= Extract =
Segment Open

Utopia And Visions: Sarathy Korwar Interviewed

"In the 21st century there’s a better way to re-balance the scales..."

The past decade has seen groups of crate-diggers re-evaluating a series of recordings made by some pivotal jazz musicians. Loosely termed ‘spiritual jazz’ this is essentially rooted in a period from the mid 60s to late 70s when a series of American musicians began incorporating tropes, ideas, and sounds from India into their work, resulting in some striking, challenging recordings.

But it wasn’t perfect. Aspects of colonial thought were rife, some aspects were highly tokenistic, and Indian musicians were largely, if not wholly, excluded from this rather one-sided conversation.

Born in India and now based in London, Sarathy Korwar finds himself in the unusual position of being both an advocate and critic of this period of music. “I’m a big spiritual jazz aficionado,” he tells Clash. “But always, the thing that made me very uncomfortable was the treatment of these Indian instruments. Especially back in the 70s. A lot of it was very tokenistic.”

Segment Closed

= Recorded data =
Segment Open

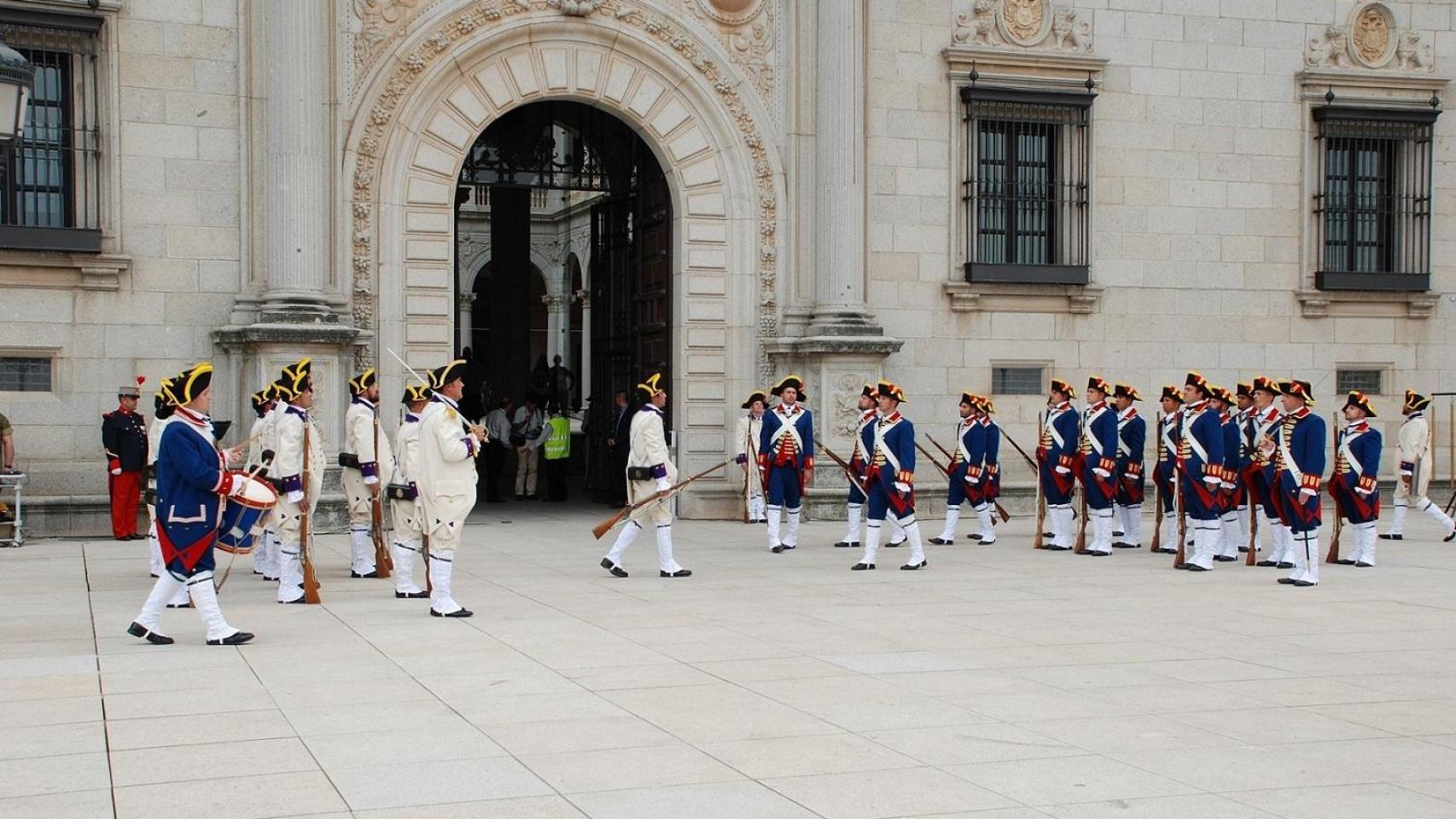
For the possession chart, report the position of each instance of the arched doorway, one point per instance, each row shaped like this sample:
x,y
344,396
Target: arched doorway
x,y
533,179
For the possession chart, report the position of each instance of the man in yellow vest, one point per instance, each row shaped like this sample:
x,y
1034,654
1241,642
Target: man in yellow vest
x,y
556,450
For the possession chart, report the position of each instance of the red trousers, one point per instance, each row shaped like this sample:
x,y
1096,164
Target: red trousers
x,y
125,495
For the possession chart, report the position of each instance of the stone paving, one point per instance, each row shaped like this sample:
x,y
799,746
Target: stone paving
x,y
1000,682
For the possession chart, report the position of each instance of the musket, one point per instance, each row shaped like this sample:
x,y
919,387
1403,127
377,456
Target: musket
x,y
1041,497
610,523
1332,555
845,466
311,579
383,563
944,451
1158,491
1179,499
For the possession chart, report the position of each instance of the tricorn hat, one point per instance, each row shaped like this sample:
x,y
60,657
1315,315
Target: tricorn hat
x,y
363,381
756,396
1296,387
1414,402
791,381
1357,399
447,373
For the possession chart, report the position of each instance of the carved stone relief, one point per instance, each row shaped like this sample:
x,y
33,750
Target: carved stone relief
x,y
1022,24
1371,39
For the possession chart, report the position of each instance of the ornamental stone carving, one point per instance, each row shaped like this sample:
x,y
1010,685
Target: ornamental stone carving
x,y
1371,39
1022,24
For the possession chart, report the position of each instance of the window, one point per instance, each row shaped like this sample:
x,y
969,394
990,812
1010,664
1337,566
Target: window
x,y
50,194
1373,198
1025,185
1016,381
1367,381
25,375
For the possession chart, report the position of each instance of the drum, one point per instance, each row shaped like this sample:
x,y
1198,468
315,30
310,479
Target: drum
x,y
242,514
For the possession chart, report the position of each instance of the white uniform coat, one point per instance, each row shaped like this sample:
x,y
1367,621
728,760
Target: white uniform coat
x,y
445,473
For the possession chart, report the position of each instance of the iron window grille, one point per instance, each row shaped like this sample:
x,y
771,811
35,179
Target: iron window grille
x,y
50,194
1016,380
1367,381
1027,185
25,375
1373,198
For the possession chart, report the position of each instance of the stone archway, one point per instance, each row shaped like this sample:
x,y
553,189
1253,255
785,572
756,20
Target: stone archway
x,y
455,78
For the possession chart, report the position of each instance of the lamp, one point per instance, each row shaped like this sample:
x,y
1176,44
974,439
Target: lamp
x,y
16,80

Segment Closed

= Task to carry out =
In the Sarathy Korwar interview, which period is spiritual jazz said to be essentially rooted in?

= Answer box =
From the mid 60s to the late 70s.